>>>>>

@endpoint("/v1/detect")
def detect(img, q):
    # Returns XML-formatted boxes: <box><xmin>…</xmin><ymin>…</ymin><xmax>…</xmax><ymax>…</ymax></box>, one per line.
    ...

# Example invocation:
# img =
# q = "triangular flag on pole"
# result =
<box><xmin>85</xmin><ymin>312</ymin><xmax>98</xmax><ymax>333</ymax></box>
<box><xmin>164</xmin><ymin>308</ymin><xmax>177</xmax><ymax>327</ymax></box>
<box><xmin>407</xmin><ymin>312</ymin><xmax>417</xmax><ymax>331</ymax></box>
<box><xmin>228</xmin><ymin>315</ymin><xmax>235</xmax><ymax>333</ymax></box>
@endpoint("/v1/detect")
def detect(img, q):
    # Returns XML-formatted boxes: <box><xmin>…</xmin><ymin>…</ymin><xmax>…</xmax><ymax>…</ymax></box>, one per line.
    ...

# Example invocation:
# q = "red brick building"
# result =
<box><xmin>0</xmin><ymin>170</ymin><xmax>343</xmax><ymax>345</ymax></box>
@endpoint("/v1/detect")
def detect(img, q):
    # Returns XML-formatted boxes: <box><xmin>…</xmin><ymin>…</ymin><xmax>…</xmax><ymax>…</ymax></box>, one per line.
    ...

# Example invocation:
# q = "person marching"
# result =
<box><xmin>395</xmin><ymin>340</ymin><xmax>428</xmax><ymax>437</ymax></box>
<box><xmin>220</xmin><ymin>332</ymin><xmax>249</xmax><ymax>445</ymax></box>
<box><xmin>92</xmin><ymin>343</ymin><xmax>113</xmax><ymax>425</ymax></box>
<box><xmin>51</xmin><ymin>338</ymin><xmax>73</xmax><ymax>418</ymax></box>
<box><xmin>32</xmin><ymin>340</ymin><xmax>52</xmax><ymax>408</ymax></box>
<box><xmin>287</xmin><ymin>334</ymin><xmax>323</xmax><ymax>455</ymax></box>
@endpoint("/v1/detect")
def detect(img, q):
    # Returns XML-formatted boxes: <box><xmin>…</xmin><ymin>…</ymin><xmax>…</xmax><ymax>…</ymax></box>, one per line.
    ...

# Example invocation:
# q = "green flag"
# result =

<<<<<

Return all of the material above line for line, without changing a single character.

@endpoint("/v1/detect")
def detect(img, q):
    # Returns XML-formatted boxes: <box><xmin>…</xmin><ymin>…</ymin><xmax>…</xmax><ymax>…</ymax></box>, one per line.
    ...

# Example invocation:
# img =
# q = "triangular flag on pole"
# result =
<box><xmin>85</xmin><ymin>312</ymin><xmax>98</xmax><ymax>333</ymax></box>
<box><xmin>164</xmin><ymin>308</ymin><xmax>177</xmax><ymax>327</ymax></box>
<box><xmin>407</xmin><ymin>312</ymin><xmax>417</xmax><ymax>331</ymax></box>
<box><xmin>228</xmin><ymin>315</ymin><xmax>235</xmax><ymax>333</ymax></box>
@endpoint("/v1/detect")
def detect(img, q):
    # Returns XML-formatted boxes: <box><xmin>…</xmin><ymin>…</ymin><xmax>…</xmax><ymax>…</ymax></box>, one per line.
    ...

# Example invocation:
# q = "red brick building"
# result =
<box><xmin>0</xmin><ymin>170</ymin><xmax>343</xmax><ymax>345</ymax></box>
@endpoint("/v1/detect")
def detect(img, q):
    # Returns XML-formatted boxes: <box><xmin>…</xmin><ymin>…</ymin><xmax>…</xmax><ymax>…</ymax></box>, one per line.
    ...

# Example invocation:
# q = "person marching"
# result =
<box><xmin>395</xmin><ymin>340</ymin><xmax>428</xmax><ymax>437</ymax></box>
<box><xmin>220</xmin><ymin>332</ymin><xmax>249</xmax><ymax>445</ymax></box>
<box><xmin>92</xmin><ymin>343</ymin><xmax>113</xmax><ymax>425</ymax></box>
<box><xmin>51</xmin><ymin>338</ymin><xmax>73</xmax><ymax>418</ymax></box>
<box><xmin>32</xmin><ymin>340</ymin><xmax>52</xmax><ymax>408</ymax></box>
<box><xmin>287</xmin><ymin>334</ymin><xmax>323</xmax><ymax>455</ymax></box>
@endpoint("/v1/detect")
def detect(img, q):
    # Returns XML-formatted boxes: <box><xmin>…</xmin><ymin>…</ymin><xmax>…</xmax><ymax>…</ymax></box>, one per line.
    ...

# Example invocation:
# q = "green flag"
# result =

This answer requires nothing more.